Could you give the stretch from "I am the sum" through "neglected as well." in the passage on self-blame again, swapping "nurtured" for "raised"?

(TEXT PASSAGE begins)

I blame other people for my problems sometimes and yet I take full responsibility for everything from the immolation of Joan of Arc, the Afghan war, the death of the dictionary with the addition of fake words like LOL and gangsta and the bad day you had yesterday.
I want you to be with me and I never want to see you again, with all of the things you know and the way that I care about you and the ability you have to hurt me because of all of this.
I am the sum of my chemistry and in that (some chemistry word here) there is the best of my DNA and the results of all of the ways I've been nurtured and neglected as well.
I am a sad fucking case and I am an absolute rock star on my best day. I don't know how else to describe it, except to say that as self-aware as I have prided myself on being, the past year has been mostly an exercise in denial and fear and self-loathing. And once it killed or tried to the two things that I love the most that is when I woke up, to a place so lonely it shone, to a silence I hadn't known in a very, very long time, and yet could identify from one of the saddest spaces in my history.
It's really, really bright here.
I adore you and always will - that will never stop being. I will always be here for you, even if you never take me up on it.
I recognize so much of myself in this, and I don't think I can find the words to say anything adequate to articulate the relief of reading it in someone else's words. I get it. We are all fucked up. We all kill things we love. We all love and hate and are noble and pitiable and empathetic and cruel. We are human. We need to forgive ourselves, and each other. At the end of the day, the world would be a better place if we could just do that, if nothing else.
Posted by: sweetney | November 01, 2011 at 07:35 AM
I sing all those GNR songs for my ex boyfriend who died hours later I have decided I should put an end to that off-and-on weary relationship.
One in a million he was.
Posted by: Jark | November 01, 2011 at 07:37 AM
Thank you, Tracey. Thank you.

(TEXT PASSAGE ends)
(RECORDED INFORMATION begins)

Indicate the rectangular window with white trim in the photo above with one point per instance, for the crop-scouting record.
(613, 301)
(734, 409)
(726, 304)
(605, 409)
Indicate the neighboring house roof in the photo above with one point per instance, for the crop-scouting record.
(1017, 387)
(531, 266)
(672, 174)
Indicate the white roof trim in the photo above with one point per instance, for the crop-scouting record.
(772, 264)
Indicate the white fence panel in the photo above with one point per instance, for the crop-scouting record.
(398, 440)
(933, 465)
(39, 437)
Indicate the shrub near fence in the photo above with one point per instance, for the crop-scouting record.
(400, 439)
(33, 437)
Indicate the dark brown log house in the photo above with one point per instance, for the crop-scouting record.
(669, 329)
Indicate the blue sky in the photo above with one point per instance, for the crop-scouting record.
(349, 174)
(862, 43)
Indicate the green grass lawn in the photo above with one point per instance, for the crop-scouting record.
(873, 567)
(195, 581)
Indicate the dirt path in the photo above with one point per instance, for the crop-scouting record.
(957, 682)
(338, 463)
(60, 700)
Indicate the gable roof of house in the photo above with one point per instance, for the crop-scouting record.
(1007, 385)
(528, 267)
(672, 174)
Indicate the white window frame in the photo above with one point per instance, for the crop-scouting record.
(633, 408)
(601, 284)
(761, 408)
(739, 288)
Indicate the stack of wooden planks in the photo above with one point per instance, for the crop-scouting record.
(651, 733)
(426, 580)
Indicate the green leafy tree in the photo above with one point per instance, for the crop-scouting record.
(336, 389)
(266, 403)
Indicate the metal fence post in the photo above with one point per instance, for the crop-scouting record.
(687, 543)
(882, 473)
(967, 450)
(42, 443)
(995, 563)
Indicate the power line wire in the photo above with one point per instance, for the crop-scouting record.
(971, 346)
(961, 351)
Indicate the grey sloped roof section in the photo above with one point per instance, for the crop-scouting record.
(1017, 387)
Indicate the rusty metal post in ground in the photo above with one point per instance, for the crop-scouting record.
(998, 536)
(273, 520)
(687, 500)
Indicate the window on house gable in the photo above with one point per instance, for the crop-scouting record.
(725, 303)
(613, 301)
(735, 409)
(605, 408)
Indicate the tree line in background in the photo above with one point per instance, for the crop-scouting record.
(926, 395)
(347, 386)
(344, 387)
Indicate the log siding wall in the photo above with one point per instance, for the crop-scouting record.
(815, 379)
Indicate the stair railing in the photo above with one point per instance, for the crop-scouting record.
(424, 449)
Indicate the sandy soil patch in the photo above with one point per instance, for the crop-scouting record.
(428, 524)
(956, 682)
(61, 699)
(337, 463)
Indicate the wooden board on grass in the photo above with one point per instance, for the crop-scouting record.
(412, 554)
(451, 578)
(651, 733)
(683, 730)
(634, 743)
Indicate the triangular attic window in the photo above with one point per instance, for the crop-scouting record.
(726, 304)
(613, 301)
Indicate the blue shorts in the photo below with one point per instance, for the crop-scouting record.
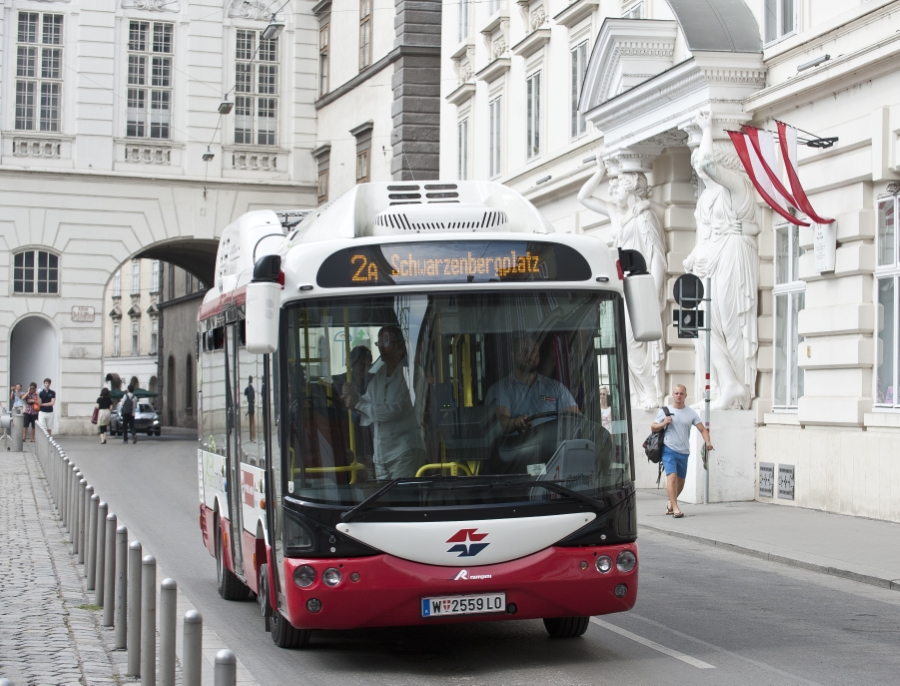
(675, 462)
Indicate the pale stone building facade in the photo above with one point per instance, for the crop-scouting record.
(534, 93)
(112, 147)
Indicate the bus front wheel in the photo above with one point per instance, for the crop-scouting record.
(566, 627)
(285, 635)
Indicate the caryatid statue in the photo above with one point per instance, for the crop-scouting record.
(727, 251)
(635, 226)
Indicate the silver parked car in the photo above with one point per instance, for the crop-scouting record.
(145, 420)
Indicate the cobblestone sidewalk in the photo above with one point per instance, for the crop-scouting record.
(50, 633)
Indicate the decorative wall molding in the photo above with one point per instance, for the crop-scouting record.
(152, 5)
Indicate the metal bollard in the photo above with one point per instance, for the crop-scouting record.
(109, 576)
(80, 529)
(148, 621)
(134, 609)
(91, 562)
(225, 669)
(100, 566)
(88, 494)
(193, 649)
(121, 634)
(168, 593)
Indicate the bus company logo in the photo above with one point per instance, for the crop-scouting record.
(467, 542)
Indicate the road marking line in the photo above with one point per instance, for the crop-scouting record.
(694, 662)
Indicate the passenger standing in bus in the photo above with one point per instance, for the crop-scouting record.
(394, 404)
(677, 444)
(250, 394)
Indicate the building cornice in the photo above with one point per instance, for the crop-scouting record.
(376, 68)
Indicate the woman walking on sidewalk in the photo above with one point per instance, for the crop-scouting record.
(677, 444)
(104, 403)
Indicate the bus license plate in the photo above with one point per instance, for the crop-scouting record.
(445, 606)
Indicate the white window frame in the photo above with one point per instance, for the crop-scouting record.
(256, 88)
(39, 278)
(150, 73)
(136, 277)
(790, 290)
(462, 148)
(533, 115)
(495, 136)
(135, 338)
(887, 271)
(579, 59)
(780, 14)
(39, 72)
(463, 26)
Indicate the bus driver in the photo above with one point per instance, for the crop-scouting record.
(386, 404)
(525, 392)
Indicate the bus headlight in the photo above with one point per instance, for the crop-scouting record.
(626, 561)
(604, 564)
(331, 577)
(304, 576)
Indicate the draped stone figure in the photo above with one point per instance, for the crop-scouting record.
(635, 226)
(727, 251)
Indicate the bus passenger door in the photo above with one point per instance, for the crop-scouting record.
(232, 416)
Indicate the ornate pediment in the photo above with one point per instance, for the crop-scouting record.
(628, 52)
(152, 5)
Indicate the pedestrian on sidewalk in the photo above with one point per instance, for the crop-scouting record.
(104, 406)
(30, 412)
(46, 416)
(128, 414)
(676, 444)
(250, 394)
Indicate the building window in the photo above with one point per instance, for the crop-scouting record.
(463, 148)
(322, 187)
(495, 135)
(780, 17)
(887, 274)
(324, 36)
(790, 295)
(154, 277)
(362, 166)
(135, 337)
(36, 271)
(150, 49)
(154, 336)
(136, 277)
(636, 11)
(579, 66)
(365, 33)
(39, 71)
(463, 20)
(533, 116)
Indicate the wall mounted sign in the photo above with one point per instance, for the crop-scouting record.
(83, 313)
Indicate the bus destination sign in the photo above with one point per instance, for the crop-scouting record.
(443, 262)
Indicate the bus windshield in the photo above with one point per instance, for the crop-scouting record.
(474, 396)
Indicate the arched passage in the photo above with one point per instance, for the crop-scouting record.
(34, 352)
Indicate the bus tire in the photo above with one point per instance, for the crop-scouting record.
(228, 585)
(566, 627)
(285, 635)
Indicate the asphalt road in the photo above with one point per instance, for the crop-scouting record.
(703, 616)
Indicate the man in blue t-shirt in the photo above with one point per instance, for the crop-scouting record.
(525, 393)
(677, 445)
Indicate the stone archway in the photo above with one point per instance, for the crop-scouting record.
(34, 352)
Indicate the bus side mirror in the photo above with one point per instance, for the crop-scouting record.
(263, 307)
(642, 302)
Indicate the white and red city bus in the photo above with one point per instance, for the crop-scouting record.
(414, 410)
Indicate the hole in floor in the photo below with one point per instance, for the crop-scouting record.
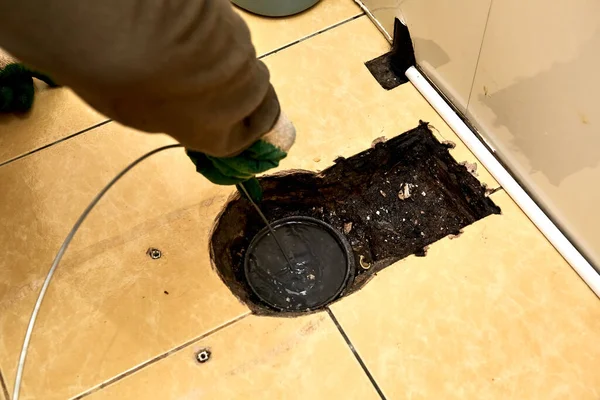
(374, 208)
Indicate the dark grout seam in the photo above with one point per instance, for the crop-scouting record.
(157, 358)
(311, 35)
(56, 142)
(358, 358)
(4, 387)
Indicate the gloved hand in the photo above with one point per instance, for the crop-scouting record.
(264, 154)
(16, 85)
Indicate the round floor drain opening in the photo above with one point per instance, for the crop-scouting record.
(321, 264)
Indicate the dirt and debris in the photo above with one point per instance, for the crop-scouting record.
(347, 227)
(378, 140)
(449, 144)
(455, 235)
(383, 229)
(471, 167)
(405, 189)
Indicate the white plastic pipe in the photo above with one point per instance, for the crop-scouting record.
(508, 183)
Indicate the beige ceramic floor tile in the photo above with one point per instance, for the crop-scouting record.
(107, 310)
(256, 358)
(269, 34)
(110, 306)
(56, 114)
(338, 107)
(494, 314)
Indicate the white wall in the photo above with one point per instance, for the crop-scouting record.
(526, 74)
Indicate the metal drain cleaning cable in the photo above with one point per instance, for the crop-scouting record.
(59, 255)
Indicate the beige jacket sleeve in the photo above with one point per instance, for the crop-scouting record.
(182, 67)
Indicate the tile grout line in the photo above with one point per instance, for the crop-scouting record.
(4, 387)
(55, 142)
(337, 24)
(160, 357)
(356, 355)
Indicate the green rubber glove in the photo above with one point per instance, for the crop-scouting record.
(263, 155)
(16, 87)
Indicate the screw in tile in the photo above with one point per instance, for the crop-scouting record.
(203, 356)
(154, 254)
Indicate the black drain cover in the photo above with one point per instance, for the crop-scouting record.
(321, 258)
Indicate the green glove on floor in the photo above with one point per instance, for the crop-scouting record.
(264, 154)
(16, 87)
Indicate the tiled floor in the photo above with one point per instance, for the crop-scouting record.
(493, 314)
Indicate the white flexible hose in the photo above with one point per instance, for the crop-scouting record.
(57, 259)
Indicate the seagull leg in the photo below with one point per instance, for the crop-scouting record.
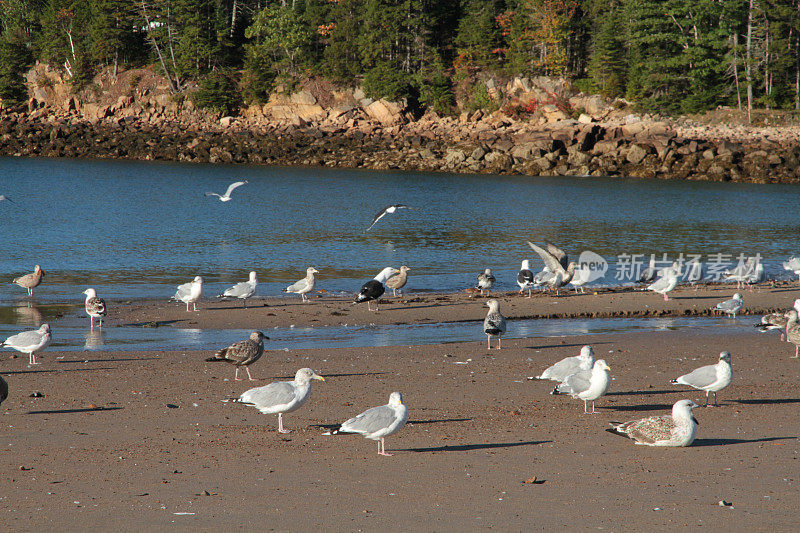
(382, 449)
(280, 425)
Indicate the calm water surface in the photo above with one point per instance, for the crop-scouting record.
(135, 229)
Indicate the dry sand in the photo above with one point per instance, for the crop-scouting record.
(132, 440)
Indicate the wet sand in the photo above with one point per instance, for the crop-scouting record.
(126, 441)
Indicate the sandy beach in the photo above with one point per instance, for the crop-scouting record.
(131, 441)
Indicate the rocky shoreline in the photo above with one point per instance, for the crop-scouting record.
(351, 131)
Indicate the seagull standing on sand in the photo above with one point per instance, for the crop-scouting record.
(243, 290)
(30, 342)
(305, 285)
(793, 265)
(374, 289)
(793, 331)
(677, 429)
(710, 378)
(379, 422)
(486, 280)
(398, 281)
(95, 307)
(586, 385)
(389, 209)
(227, 196)
(525, 277)
(281, 396)
(494, 325)
(243, 353)
(190, 293)
(556, 262)
(731, 306)
(665, 284)
(570, 365)
(30, 281)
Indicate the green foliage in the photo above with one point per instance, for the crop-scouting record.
(218, 92)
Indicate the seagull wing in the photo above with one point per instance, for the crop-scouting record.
(549, 260)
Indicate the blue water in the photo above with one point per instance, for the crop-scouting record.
(137, 229)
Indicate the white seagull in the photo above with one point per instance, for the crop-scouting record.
(30, 342)
(677, 429)
(570, 365)
(243, 290)
(389, 209)
(379, 422)
(227, 196)
(710, 378)
(586, 385)
(281, 396)
(190, 293)
(305, 285)
(95, 307)
(731, 306)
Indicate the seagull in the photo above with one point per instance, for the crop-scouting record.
(95, 307)
(586, 385)
(227, 196)
(486, 280)
(398, 281)
(305, 285)
(525, 277)
(570, 365)
(190, 293)
(776, 320)
(389, 209)
(793, 331)
(281, 396)
(710, 378)
(494, 325)
(731, 306)
(243, 353)
(30, 281)
(30, 342)
(556, 262)
(243, 290)
(793, 265)
(665, 284)
(374, 289)
(378, 423)
(677, 429)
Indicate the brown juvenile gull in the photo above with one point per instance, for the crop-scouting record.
(486, 280)
(556, 261)
(242, 353)
(281, 396)
(30, 342)
(30, 281)
(379, 422)
(227, 196)
(494, 325)
(586, 385)
(305, 285)
(793, 331)
(190, 293)
(398, 281)
(677, 429)
(95, 307)
(710, 378)
(243, 290)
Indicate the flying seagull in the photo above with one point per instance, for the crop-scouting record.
(389, 209)
(227, 196)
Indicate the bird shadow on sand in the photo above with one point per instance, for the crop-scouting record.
(70, 411)
(471, 447)
(725, 442)
(769, 401)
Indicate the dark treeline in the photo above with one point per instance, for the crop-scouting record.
(670, 56)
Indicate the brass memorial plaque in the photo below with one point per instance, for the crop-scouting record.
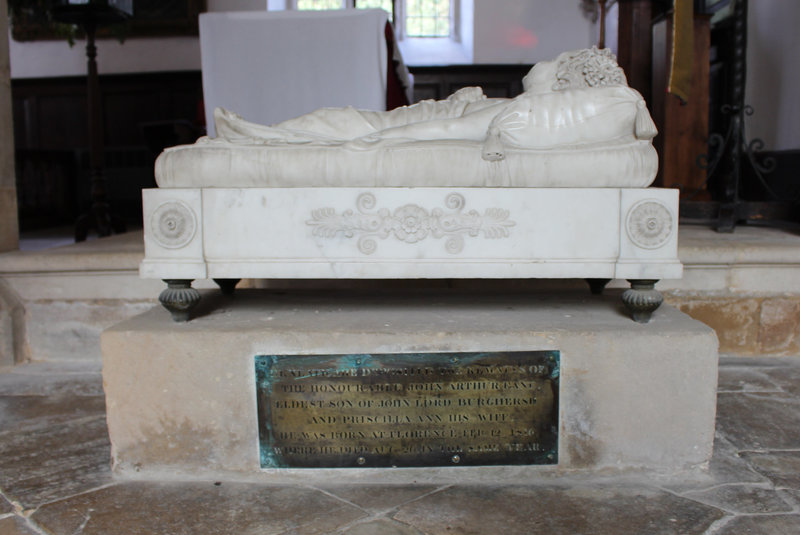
(410, 409)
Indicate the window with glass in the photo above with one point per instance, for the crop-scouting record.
(412, 18)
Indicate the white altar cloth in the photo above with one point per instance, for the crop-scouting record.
(271, 66)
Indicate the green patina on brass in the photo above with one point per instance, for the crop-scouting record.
(408, 409)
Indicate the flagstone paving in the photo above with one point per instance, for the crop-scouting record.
(55, 478)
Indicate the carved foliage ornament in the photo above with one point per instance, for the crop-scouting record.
(592, 67)
(649, 224)
(410, 223)
(173, 224)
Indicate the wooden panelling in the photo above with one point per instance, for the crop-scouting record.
(438, 82)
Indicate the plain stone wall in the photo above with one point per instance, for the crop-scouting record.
(9, 231)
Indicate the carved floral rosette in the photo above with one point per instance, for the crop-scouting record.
(410, 223)
(649, 224)
(173, 224)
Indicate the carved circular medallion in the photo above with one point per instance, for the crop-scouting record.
(649, 224)
(173, 224)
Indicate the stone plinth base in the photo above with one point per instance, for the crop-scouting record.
(181, 398)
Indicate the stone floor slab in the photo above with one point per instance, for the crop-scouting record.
(787, 378)
(735, 379)
(376, 498)
(781, 467)
(14, 525)
(47, 379)
(55, 461)
(5, 506)
(745, 499)
(22, 413)
(759, 421)
(575, 509)
(382, 526)
(726, 467)
(197, 508)
(762, 525)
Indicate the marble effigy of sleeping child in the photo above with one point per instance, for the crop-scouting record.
(577, 124)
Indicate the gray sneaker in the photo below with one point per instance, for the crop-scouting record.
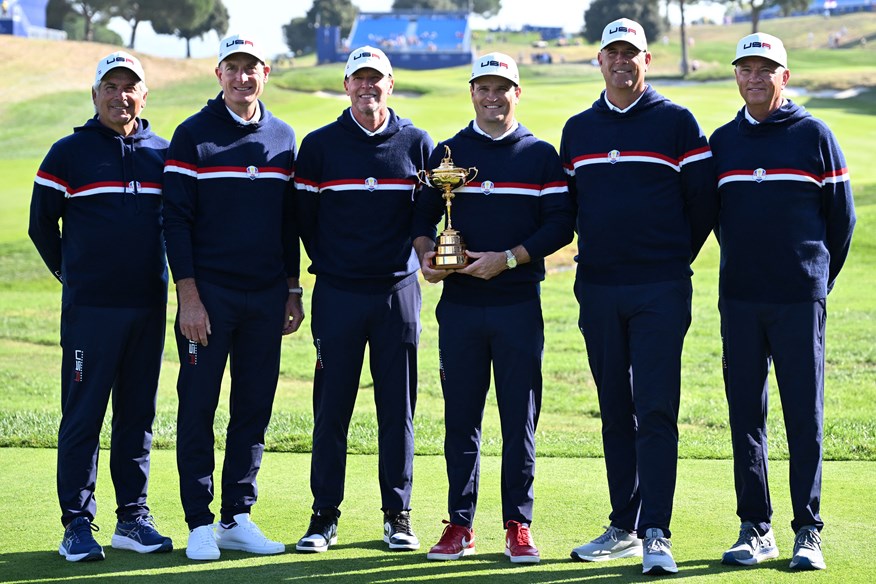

(RECORDED INFORMATION ends)

= OUTPUT FOR THIS TASK =
I am the sum of my chemistry and in that (some chemistry word here) there is the best of my DNA and the results of all of the ways I've been raised and neglected as well.